◆ How to complete this task ◆
Repeat all of the data exactly. Leave nothing out.
----------------------------------------
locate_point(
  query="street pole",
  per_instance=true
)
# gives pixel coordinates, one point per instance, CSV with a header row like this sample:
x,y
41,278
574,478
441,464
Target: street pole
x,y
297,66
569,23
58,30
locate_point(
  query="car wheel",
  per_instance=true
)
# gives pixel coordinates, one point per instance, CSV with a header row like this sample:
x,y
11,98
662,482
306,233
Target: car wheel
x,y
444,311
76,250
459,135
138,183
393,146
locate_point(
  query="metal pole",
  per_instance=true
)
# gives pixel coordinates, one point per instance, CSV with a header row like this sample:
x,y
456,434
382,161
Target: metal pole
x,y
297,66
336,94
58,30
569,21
----------------------------------------
◆ Solution for this problem ◆
locate_point(
  query="street pole",
  per_instance=true
)
# gives pixel coordinates, one point per instance, CSV with a header row like this sample:
x,y
41,278
574,478
441,464
Target: street pole
x,y
297,66
569,23
58,30
locate_point(
  query="car wheel",
  per_instance=true
)
# gives pixel coordinates, one point per instance, CSV with a header row like this sample:
x,y
11,98
662,482
306,233
Target: car wheel
x,y
444,311
76,250
459,135
138,183
393,146
locate_point(
  query="metal pole",
  per_instance=true
)
# gives pixel coordinates, one point per instance, CSV with a header row like this sample:
x,y
456,434
382,161
Target: metal pole
x,y
297,66
336,94
58,30
569,21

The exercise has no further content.